Start SOURCE TEXT

# MN Coyote/Fox Hunting



## maple lake duck slayer (Sep 25, 2003)

I was just wondering if anyone hunts these in MN around the Hennepin/Wright county areas. Behind my friends house, you can hear them yelp and we saw one one night. We could hunt there, but it is close to a housing developement. Who cares, they have called cops about geese falling from the air before and nothing has happened yet. How about in Wright county. We have some land out there and while bowhunting, we saw a few fox. The land is mostly farmland around there with some woods and swamps. Thought it may be fun to try hunting them. Just wondering if anyone has any info around this area, or suggestions to help findout if there are any around.


----------



## coyotehunter73 (Jan 9, 2004)

I would think that as long as you have permission to hunt wherever you will be hunting, that there would definately be yotes in the area. You can get more information on locations that are open to public hunting by purchasing PRIM maps from the DNR. I started hunting yotes last year, and have yet to call one in while hunting. It is very difficult to find places to hunt around the metro area that aren't already bombarded by coyote hunters. Also, make sure that it is legal in your area to discharge a firearm. Most cities within the metro area have some sort of ordinances against discharging firearms. I see yotes quite frequently where I live, but I can't hunt there.

End SOURCE TEXT
Start DATA PROVIDED

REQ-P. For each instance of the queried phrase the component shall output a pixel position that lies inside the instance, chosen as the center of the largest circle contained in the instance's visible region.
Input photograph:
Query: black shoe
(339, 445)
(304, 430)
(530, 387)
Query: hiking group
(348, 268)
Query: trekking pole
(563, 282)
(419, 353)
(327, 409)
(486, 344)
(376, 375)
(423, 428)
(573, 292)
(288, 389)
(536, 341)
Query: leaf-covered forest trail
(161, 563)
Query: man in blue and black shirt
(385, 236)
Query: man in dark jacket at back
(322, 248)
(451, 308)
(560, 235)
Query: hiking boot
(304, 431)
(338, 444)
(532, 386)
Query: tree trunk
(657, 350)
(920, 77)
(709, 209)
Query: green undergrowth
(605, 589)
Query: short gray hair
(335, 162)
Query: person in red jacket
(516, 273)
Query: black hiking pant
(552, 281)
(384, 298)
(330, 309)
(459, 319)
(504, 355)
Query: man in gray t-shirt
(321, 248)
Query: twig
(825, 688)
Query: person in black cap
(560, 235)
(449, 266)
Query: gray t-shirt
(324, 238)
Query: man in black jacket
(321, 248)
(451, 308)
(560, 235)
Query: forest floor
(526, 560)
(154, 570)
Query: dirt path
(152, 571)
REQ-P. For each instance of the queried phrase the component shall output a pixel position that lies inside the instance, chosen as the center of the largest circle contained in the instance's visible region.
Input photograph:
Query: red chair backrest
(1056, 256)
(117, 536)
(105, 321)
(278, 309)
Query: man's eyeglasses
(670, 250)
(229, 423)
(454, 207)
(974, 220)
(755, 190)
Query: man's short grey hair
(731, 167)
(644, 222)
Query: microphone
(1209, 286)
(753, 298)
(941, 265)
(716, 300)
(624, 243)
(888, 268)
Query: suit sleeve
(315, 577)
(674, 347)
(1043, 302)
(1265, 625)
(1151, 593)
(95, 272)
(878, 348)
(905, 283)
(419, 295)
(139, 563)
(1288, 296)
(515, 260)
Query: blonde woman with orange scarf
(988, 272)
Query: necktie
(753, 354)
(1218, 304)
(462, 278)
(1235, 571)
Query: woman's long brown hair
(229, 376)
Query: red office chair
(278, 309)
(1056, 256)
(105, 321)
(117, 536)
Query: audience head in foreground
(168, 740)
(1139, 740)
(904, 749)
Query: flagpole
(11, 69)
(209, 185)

End DATA PROVIDED

GOAL 1 - Please reproduce the rows from the line containing "Query: black hiking pant" through the end of the rows, substituting "mic" for "microphone" and keeping everything else the same.
GOAL 2 - Continue the forum thread on coyote and fox hunting in Minnesota from its last post.
The forum thread and the rows were drawn from unrelated sources.

TASK RESPONSE 1 -
Query: black hiking pant
(552, 281)
(384, 298)
(330, 309)
(459, 319)
(504, 355)
Query: man in gray t-shirt
(321, 248)
Query: twig
(825, 688)
Query: person in black cap
(560, 235)
(449, 266)
Query: gray t-shirt
(324, 238)
Query: man in black jacket
(321, 248)
(451, 308)
(560, 235)
Query: forest floor
(526, 560)
(154, 570)
Query: dirt path
(152, 571)
REQ-P. For each instance of the queried phrase the component shall output a pixel position that lies inside the instance, chosen as the center of the largest circle contained in the instance's visible region.
Input photograph:
Query: red chair backrest
(1056, 256)
(117, 536)
(105, 321)
(278, 309)
Query: man's eyeglasses
(670, 250)
(229, 423)
(454, 207)
(974, 220)
(755, 190)
Query: man's short grey hair
(731, 167)
(644, 222)
Query: mic
(1209, 286)
(753, 298)
(941, 265)
(716, 300)
(624, 243)
(888, 268)
Query: suit sleeve
(315, 577)
(674, 347)
(1043, 302)
(1265, 625)
(1151, 593)
(95, 272)
(878, 348)
(905, 283)
(419, 295)
(139, 563)
(1288, 296)
(515, 260)
Query: blonde woman with orange scarf
(988, 272)
Query: necktie
(753, 354)
(1218, 304)
(462, 278)
(1235, 571)
Query: woman's long brown hair
(229, 376)
Query: red office chair
(278, 309)
(1056, 256)
(105, 321)
(117, 536)
Query: audience head in foreground
(168, 740)
(1139, 740)
(904, 749)
Query: flagpole
(11, 69)
(209, 185)

TASK RESPONSE 2 -
:sniper:


----------



## mattmn (Apr 8, 2004)

I hunt in Wright county and the best advice I would have is find out who farms the land you are hunting on or near and ask them if they have seen any, and where. I was just talking to the guy that farms my friends farm this last weekend and after he told me where he thought a den may be, I was able to find the den in under a half hour. (unfortunately it doesn't seem to be used currently)
Just about any farmer will be more than happy to help you find coyotes around his land.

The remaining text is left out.